• **ИССЛЕДУЕМЫЙ ТЕКСТ**:
У меня был приятель, который жил в Сербии. Когда там начались военные действия, он приехал с квадратными глазами: «Мы с ребятами в одну школу ходили, я их всех знаю. Мы жили вместе, смеялись. А сейчас они мне показывают ожерелья из ушей и пальцев убитых ими наших общих знакомых». Это вопрос выживания или нравственного выбора?

В обществе всегда есть люди, которые только и ждут, чтобы им дали оружие. Любая популяция рождает все варианты возможного изменения окружающей среды, весь спектр — от убийц до гуманитариев и ученых. В зависимости от обстоятельств, те или иные люди выходят на первый план.

— Власть воздействует на этот процесс?

— Первопричина — в обществе в целом. Если общество сильное, маргиналы находятся под прессом правопорядка. Но это не значит, что как только этот пресс ослабнет, они не поднимут голову.

— Вы знаете, что значительная часть москвичей воспринимает узбеков как дворников и продавцов дынь и относится к ним, мягко говоря, неприязненно. Вы, как уроженец Ташкента, ощущаете на себе это?

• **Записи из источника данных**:

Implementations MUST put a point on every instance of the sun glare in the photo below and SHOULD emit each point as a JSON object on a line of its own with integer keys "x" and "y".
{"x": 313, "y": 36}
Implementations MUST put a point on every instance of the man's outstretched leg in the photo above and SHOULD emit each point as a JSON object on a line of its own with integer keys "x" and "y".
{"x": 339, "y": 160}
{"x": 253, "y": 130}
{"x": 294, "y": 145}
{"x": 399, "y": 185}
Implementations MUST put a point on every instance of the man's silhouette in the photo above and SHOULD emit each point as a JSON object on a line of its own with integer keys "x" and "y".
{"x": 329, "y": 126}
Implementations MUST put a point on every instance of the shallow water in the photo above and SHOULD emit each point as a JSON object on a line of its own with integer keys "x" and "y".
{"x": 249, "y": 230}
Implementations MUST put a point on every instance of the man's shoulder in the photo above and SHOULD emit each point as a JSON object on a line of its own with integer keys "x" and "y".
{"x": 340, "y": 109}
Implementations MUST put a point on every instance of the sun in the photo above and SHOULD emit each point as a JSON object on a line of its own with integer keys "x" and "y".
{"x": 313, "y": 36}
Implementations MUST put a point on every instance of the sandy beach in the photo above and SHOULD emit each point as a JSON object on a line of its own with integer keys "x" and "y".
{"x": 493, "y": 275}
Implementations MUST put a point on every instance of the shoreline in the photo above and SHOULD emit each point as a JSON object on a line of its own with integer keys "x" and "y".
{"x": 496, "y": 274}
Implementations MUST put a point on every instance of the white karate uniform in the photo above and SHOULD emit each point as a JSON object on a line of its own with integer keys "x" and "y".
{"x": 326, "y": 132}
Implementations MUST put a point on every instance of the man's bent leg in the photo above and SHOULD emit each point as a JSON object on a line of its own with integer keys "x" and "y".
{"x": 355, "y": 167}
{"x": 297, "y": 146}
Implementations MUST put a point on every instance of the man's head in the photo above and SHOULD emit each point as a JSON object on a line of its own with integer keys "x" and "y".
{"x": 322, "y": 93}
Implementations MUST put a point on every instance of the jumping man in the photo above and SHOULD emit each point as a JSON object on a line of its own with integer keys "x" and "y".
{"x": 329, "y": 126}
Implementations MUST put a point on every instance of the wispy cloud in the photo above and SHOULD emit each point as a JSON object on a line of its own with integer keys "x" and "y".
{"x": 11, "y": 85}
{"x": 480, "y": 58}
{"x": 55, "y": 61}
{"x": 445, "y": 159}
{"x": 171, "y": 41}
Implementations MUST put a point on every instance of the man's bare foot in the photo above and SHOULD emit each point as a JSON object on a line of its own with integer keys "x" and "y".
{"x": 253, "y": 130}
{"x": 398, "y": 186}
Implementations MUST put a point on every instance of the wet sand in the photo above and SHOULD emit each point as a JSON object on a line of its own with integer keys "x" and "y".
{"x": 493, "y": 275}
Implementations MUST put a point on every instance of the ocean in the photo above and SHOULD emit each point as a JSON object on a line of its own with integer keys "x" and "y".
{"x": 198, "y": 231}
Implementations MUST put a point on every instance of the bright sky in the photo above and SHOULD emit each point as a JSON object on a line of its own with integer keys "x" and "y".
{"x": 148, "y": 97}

• **ЗАДАНИЯ**:
1/ Ответьте на вопросы по исследуемому тексту.
(a) В какой стране жил приятель, о котором говорится в первом абзаце?
(b) Где, согласно тексту, находятся маргиналы, если общество сильное?
(c) Уроженцем какого города назван собеседник в последнем вопросе?
2/ Процитируйте фрагмент исследуемого текста от слов «У меня был приятель, который» до слов «или нравственного выбора?» включительно.

• **ОТВЕТЫ К ЗАДАНИЯМ**:
1/
(a) В Сербии.
(b) Под прессом правопорядка.
(c) Ташкента.

2/
У меня был приятель, который жил в Сербии. Когда там начались военные действия, он приехал с квадратными глазами: «Мы с ребятами в одну школу ходили, я их всех знаю. Мы жили вместе, смеялись. А сейчас они мне показывают ожерелья из ушей и пальцев убитых ими наших общих знакомых». Это вопрос выживания или нравственного выбора?